Excerpted passage
——
- Type: Main battle tank
- Place of origin: Pakistan China

Service history
- In service: 2024–present
- Used by: Pakistan Army

Production history
- Designer: Norinco / Heavy Industries Taxila
- Manufacturer: Heavy Industries Taxila
- Developed from: VT-4

Specifications
- Length: 10.10 m (33.1 ft)
- Width: 3.40 m (11.2 ft)
- Height: 2.30 m (7.5 ft)
- Crew: 3
- Armor: Composite with ERA
- Main armament: 125 mm smoothbore gun
- Secondary armament: 12.7 mm machine gun; 7.62 mm coaxial machine gun
- Engine: Four-stroke turbo charged electronically-controlled Diesel engine 1200 hp
- Transmission: Hydro-mechanical Automatic Manual Transmission
- Suspension: Torsion Type
- Operational range: 500 km (310 mi)
- Maximum speed: 70 km/h (43 mph)

= Haider (tank) =

Pakistani main battle tank

The Haider is a third-generation-plus Pakistani main battle tank (MBT) built by Heavy Industries Taxila (HIT) for the Pakistan Army in collaboration with China's Norinco. It is an indigenously manufactured variant of the Chinese VT-4 MBT. The tank was first shown in the UAE's IDEX defense exhibition in 2023, which was displayed on the pavilion of Pakistan, and it was officially unveiled in a rollout ceremony at HIT in 2024.
——
[Portion of a data file]
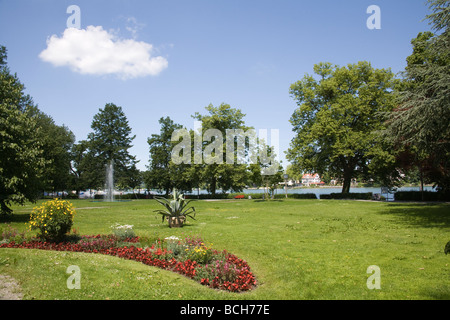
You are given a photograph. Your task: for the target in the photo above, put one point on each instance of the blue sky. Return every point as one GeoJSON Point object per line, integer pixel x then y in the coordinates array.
{"type": "Point", "coordinates": [245, 53]}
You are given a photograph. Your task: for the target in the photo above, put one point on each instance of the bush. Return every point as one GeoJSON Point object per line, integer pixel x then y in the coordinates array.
{"type": "Point", "coordinates": [417, 196]}
{"type": "Point", "coordinates": [351, 196]}
{"type": "Point", "coordinates": [53, 219]}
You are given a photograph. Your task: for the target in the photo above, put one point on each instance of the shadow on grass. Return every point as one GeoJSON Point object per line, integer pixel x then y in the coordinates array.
{"type": "Point", "coordinates": [15, 217]}
{"type": "Point", "coordinates": [428, 215]}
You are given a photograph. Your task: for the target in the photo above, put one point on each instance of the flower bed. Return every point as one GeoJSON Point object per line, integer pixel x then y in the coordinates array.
{"type": "Point", "coordinates": [190, 257]}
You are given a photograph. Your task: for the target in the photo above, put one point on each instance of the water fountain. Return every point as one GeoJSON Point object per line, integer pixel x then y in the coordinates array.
{"type": "Point", "coordinates": [109, 193]}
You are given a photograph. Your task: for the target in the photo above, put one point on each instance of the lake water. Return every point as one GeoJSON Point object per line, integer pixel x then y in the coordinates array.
{"type": "Point", "coordinates": [323, 190]}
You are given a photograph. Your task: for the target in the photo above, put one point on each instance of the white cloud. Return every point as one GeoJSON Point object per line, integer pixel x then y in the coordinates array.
{"type": "Point", "coordinates": [98, 52]}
——
Given instruction 1
According to the Haider tank article, where was the tank first shown in 2023?
Given instruction 2
In the part of the listing that opens with the line containing "of the lake" and runs through the end of the listing, swap "white cloud" for "gray cloud". Return only those lines, with everything else left as is.

Final result 1
The Haider was first shown at the UAE's IDEX defense exhibition, on the Pakistan pavilion.

Final result 2
You are given a photograph. Your task: for the target in the photo above, put one point on each instance of the lake water. Return every point as one GeoJSON Point object per line, integer pixel x then y in the coordinates array.
{"type": "Point", "coordinates": [323, 190]}
You are given a photograph. Your task: for the target in the photo above, put one point on each instance of the gray cloud. Return every point as one GeoJSON Point object per line, integer pixel x then y in the coordinates array.
{"type": "Point", "coordinates": [98, 52]}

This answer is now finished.